TASK BRIEF ::
Please set out every line of the items below as a Markdown table with the columns "No." for the row number and "Line" for the line itself. Leave out blank lines and the pictures.

◆ ◆ ◆

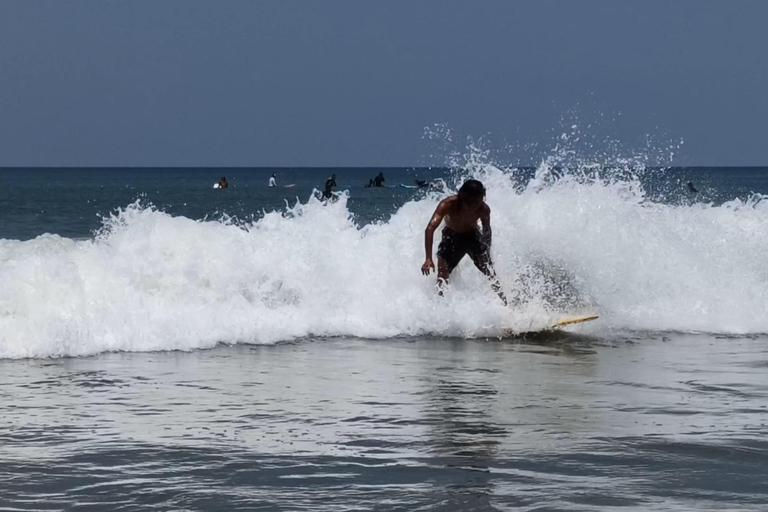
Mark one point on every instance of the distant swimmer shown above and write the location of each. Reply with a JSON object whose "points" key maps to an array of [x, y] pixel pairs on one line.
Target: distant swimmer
{"points": [[461, 235], [329, 184]]}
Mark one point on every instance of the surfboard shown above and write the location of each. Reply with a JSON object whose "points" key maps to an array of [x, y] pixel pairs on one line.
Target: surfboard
{"points": [[573, 320], [552, 328]]}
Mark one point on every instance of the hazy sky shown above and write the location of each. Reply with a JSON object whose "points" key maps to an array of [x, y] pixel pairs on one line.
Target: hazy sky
{"points": [[323, 83]]}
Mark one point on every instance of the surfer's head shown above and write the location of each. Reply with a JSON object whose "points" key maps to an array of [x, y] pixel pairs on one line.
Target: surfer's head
{"points": [[472, 193]]}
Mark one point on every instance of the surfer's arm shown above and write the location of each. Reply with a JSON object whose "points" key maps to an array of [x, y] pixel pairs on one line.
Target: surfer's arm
{"points": [[429, 235], [485, 220]]}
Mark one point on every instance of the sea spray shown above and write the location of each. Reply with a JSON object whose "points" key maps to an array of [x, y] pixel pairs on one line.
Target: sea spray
{"points": [[577, 240]]}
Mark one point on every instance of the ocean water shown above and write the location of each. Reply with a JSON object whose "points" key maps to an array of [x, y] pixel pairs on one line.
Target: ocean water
{"points": [[168, 346]]}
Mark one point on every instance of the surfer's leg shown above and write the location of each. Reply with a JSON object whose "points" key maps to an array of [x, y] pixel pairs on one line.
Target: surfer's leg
{"points": [[482, 261], [443, 271]]}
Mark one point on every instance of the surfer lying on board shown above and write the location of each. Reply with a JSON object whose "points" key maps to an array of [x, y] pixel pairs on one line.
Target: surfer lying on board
{"points": [[461, 235]]}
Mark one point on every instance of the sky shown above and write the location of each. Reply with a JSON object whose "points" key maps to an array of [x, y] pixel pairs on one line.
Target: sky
{"points": [[357, 83]]}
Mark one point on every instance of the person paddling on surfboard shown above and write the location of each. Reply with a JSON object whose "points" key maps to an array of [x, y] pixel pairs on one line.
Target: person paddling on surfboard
{"points": [[461, 235]]}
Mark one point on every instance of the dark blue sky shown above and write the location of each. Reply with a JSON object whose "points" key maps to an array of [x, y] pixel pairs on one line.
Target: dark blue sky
{"points": [[348, 83]]}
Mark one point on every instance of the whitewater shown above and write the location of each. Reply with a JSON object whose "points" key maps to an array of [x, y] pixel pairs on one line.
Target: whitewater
{"points": [[563, 243]]}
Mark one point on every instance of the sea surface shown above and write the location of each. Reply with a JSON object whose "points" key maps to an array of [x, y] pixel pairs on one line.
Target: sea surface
{"points": [[168, 346]]}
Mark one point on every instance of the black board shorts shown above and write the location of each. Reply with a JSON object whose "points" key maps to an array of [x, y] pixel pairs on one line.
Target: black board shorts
{"points": [[455, 245]]}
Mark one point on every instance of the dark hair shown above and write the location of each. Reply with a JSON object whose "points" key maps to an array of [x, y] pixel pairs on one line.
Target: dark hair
{"points": [[471, 189]]}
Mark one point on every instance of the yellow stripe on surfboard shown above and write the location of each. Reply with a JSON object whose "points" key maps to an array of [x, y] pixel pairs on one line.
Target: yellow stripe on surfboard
{"points": [[574, 320]]}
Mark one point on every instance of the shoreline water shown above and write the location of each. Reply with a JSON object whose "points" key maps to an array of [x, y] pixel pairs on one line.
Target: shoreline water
{"points": [[673, 423]]}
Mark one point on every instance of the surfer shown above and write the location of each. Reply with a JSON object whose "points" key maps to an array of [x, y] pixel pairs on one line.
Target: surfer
{"points": [[461, 235], [329, 184]]}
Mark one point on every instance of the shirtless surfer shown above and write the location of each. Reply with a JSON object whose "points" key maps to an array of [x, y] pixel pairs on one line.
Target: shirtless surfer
{"points": [[461, 235]]}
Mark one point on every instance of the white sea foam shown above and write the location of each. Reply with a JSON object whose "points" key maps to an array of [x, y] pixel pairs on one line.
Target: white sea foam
{"points": [[575, 243]]}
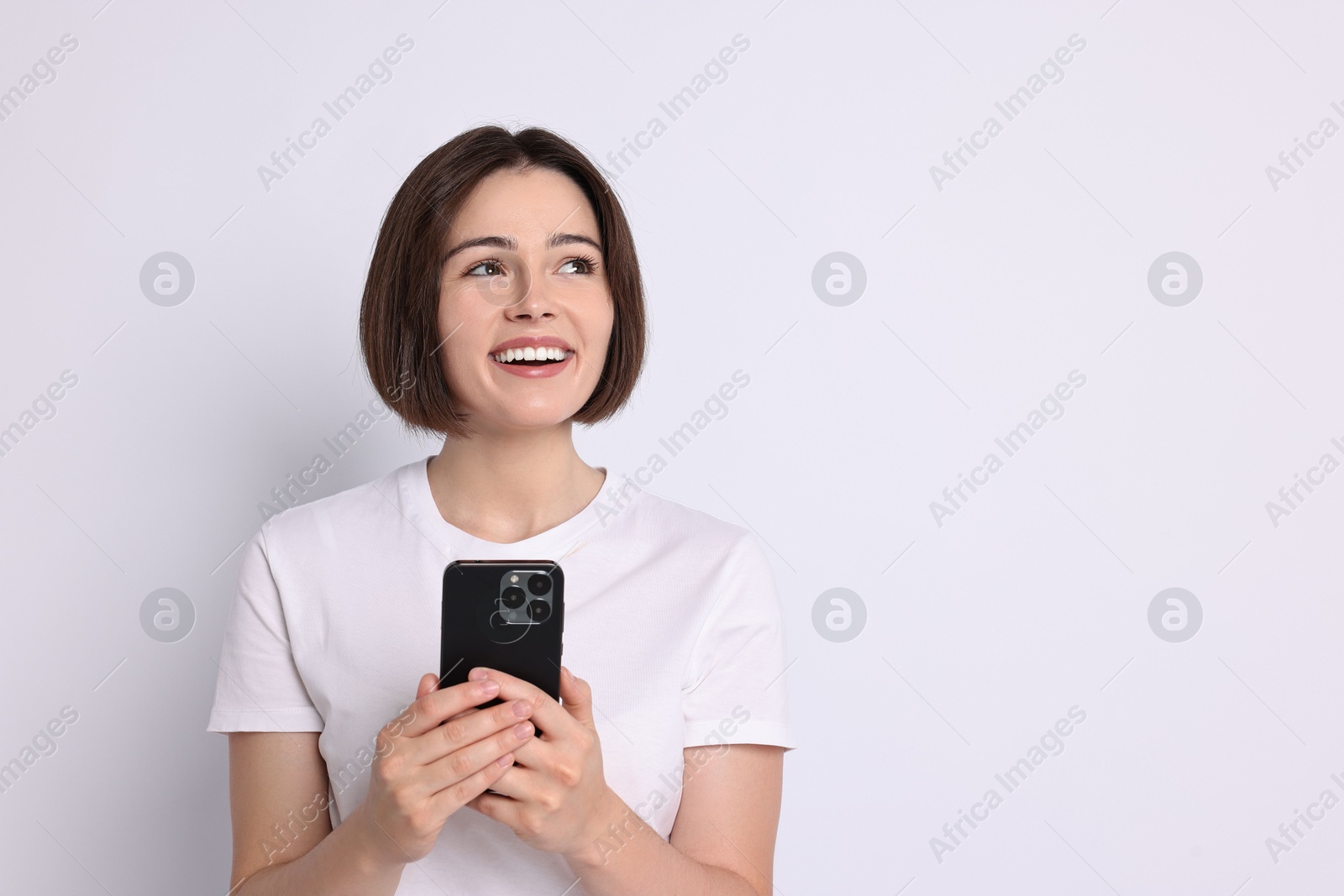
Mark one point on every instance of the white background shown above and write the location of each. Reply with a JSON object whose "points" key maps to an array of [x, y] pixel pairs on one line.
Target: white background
{"points": [[1032, 264]]}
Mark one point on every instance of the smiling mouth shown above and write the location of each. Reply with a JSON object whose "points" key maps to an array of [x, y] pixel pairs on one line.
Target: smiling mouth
{"points": [[533, 356]]}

◆ ◆ ◆

TASK ANSWER ::
| No. | Line |
|---|---|
| 1 | Mark one point on every instance of the distant swimmer shown above and write the location of each. Reply with a JSON object whose "points" key maps to an array of [x, y] pixel pairs on one line. |
| 2 | Target: distant swimmer |
| 3 | {"points": [[461, 235], [329, 184]]} |
| 4 | Mark one point on every instance of the surfboard shown above and write the location of each. Reply with a JSON object whose "points" key maps to an array of [x, y] pixel pairs on one line. |
| 5 | Target: surfboard |
| 6 | {"points": [[573, 320], [552, 328]]} |
| 7 | Mark one point on every instance of the hazy sky shown above and write the location of each. Reply with a JSON object whose "points" key maps to an array of [x, y] pixel pairs on one line. |
| 8 | Target: hazy sky |
| 9 | {"points": [[323, 83]]} |
| 10 | Mark one point on every instance of the surfer's head shown above and write the location of each. Reply with a JSON object whose "points" key maps to an array of [x, y] pixel pairs on one line. |
| 11 | Target: surfer's head |
| 12 | {"points": [[472, 193]]} |
| 13 | Mark one point on every instance of the surfer's arm shown above and write the location of each. Reply with a JSON object whose "points" key maps to an array of [x, y] pixel pairs on one line. |
| 14 | Target: surfer's arm |
| 15 | {"points": [[429, 235], [485, 220]]} |
| 16 | Mark one point on every instance of the sea spray shown above and write the location of each. Reply with a JSON object whose "points" key maps to an array of [x, y] pixel pairs on one line. |
| 17 | Target: sea spray |
| 18 | {"points": [[577, 240]]} |
| 19 | Mark one point on every instance of the ocean water shown above and write the location of each. Reply with a JSON object whose "points" key maps to an array of [x, y] pixel pairs on one line. |
| 20 | Target: ocean water |
| 21 | {"points": [[168, 346]]} |
| 22 | Mark one point on every instance of the surfer's leg shown above and write the location of each. Reply with a JSON object whose "points" key maps to an array of [x, y] pixel pairs on one line. |
| 23 | Target: surfer's leg |
| 24 | {"points": [[482, 261], [443, 271]]} |
| 25 | Mark one point on every instance of the surfer lying on board shown above and write the location of each. Reply with a JSON object whose "points" key maps to an array of [x, y] pixel pairs on one line. |
| 26 | Target: surfer lying on board |
| 27 | {"points": [[461, 235]]} |
| 28 | Mark one point on every instance of the sky shown above and write the location of each. Reply with a JSON object whose "points" key maps to an array of [x, y] pixel pairs on one line. |
| 29 | Target: sky |
| 30 | {"points": [[357, 83]]} |
| 31 | Mark one point on every instance of the person paddling on surfboard shown above and write the location of each. Reply with a JSON object whose "points" key maps to an array of [x, y] pixel pairs on one line. |
| 32 | Target: person paddling on surfboard |
| 33 | {"points": [[461, 235]]} |
| 34 | Mark one point on every instance of the dark blue sky shown above and write the location of each. Reply with a JSON object whose "points" key maps to an array of [x, y] pixel pairs on one line. |
| 35 | Target: dark blue sky |
| 36 | {"points": [[348, 83]]} |
| 37 | Mark one point on every instance of the whitewater shown above and write the location of each. Reply with a JSON object whose "points" key maps to an array of [x, y] pixel pairs on one line. |
| 38 | Target: whitewater |
| 39 | {"points": [[563, 243]]} |
| 40 | Mark one point on every instance of the sea surface shown above and write the location of each. Reply with a JSON object whose "points" key maps to an array of [x, y] pixel pairs on one line. |
| 41 | Target: sea surface |
| 42 | {"points": [[168, 346]]} |
| 43 | Mark one point on every instance of the black board shorts shown above and write the location of each. Reply with a JSON object whose "points" key maps to an array of [x, y] pixel pairs on one line. |
| 44 | Target: black board shorts |
| 45 | {"points": [[455, 245]]} |
| 46 | Mark one point on every instance of the dark hair shown above and write the location of each. Reply with a JSON object whose "points" key maps to an array of [x, y] pixel pairs on one line. |
| 47 | Target: dark hair |
| 48 | {"points": [[471, 189]]} |
| 49 | Mark one point on every instance of the yellow stripe on surfboard shown above and write the location of each. Reply with a JSON object whose "points" key maps to an array of [x, y] pixel pairs on one line. |
| 50 | Target: yellow stripe on surfboard |
| 51 | {"points": [[574, 320]]} |
| 52 | Mark one point on every instance of the shoreline water shown above and write the location of each. Reply with a JSON object whose "points" key maps to an array of [x, y] pixel pairs on one line. |
| 53 | Target: shoreline water |
| 54 | {"points": [[673, 423]]} |
| 55 | Mark one point on every instance of the surfer shown above and write the location of each. Reply with a JSON object whose "points" key maps to an array of [x, y] pixel pairs on one line. |
| 56 | Target: surfer |
| 57 | {"points": [[461, 235], [329, 184]]} |
| 58 | Mark one point on every instance of the shirtless surfer shown above and write the location of each. Reply with a JSON object whose "points" key maps to an array of [x, y] pixel pairs on one line. |
| 59 | Target: shirtless surfer |
| 60 | {"points": [[461, 235]]} |
| 61 | Mark one point on every instance of the white sea foam shown above and write the location of each. Reply with a JSON object whose "points" key maps to an array of [x, y] pixel pairs on one line. |
| 62 | Target: white sea foam |
| 63 | {"points": [[575, 243]]} |
| 64 | Mark one point on every instance of the white background shown above and write the location of each. Reply with a JSON object whose "points" key maps to an array of [x, y] pixel pairs on one line. |
| 65 | Target: white background |
| 66 | {"points": [[1032, 264]]} |
| 67 | Mark one point on every instance of the smiling mouth shown above and write the location of each. Reply with a JSON object whose "points" key maps to an array of [x, y] pixel pairs on one line. |
| 68 | Target: smiling mouth |
| 69 | {"points": [[533, 356]]} |